*GIVEN TEXT*
Wednesday, April 18, 2007

Maybe that wasn't such a good idea

Our regular readers may recall one of our awards from April 2. Within that award, we decided that the practice in the Phillipines of submitting oneself to crucifixion in honor of Christ's own sacrifice just maybe wasn't the best idea. Then we wrapped it up with something pithy about Chuck Norris.

If only Chuck Norris could have been the last word. A good swift roundhouse kick would've taken care of this whole mess before people could've started saying things like, "We're going to nail you to a cross after you whip yourself bloody. What could possibly go wrong?"

Because, well, now we know what could possibly go wrong. And what could possibly go wrong is that one of the men could die from rabies, thereby possibly exposing all the rest to the disease. See, before they got hammered to some wood, and before they even flogged themselves with bamboo, they shared a knife to start the bleeding and the ripping of skin.

Since the announcement, over 100 people have received anti-rabies vaccines, in an attempt to keep them from actually coming down with the disease. Of course, with the amount of time rabies can remain dormant, the scare may not be over for another couple of years.

See, this is exactly why we here at the CSM prefer to use things like make-up and special effects when recreating the passion play, or anything else even half-way as bloody and painful. We're not big fans of pain, least of all pain inflicted on ourselves. Sure, we all like a little snark now and then, but physical pain is one of those lines that we just can't bring ourselves to cross. So when we first heard about people recreating the crucifixion, it boggled our minds a little.

Of course, even with the rabies scare, there's little indication that next year won't feature the same passion play, or some variant thereof. After all, the steps that they take to showcase their faith involve a certain level of fanaticism. And there's nothing fanatics like better than having an even higher risk for more pain and suffering.

Why couldn't they have just been a quiet group that drink their Kool-Aid, had some pudding, and went to sleep chasing after an improbable dream? Kind of like Don Quixote, with more barbituates.

*DATASET RECORDS*
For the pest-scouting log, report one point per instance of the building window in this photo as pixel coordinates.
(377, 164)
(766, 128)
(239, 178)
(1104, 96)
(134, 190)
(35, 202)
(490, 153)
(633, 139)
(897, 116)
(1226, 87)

*WHAT TO DO*
In the post about the crucifixion reenactments, why might the rabies scare not be over for another couple of years? Answer in one to three sentences.

*RESPONSE*
Rabies can stay dormant for a long time. So even after more than 100 people got anti-rabies vaccines, the scare may go on for another couple of years.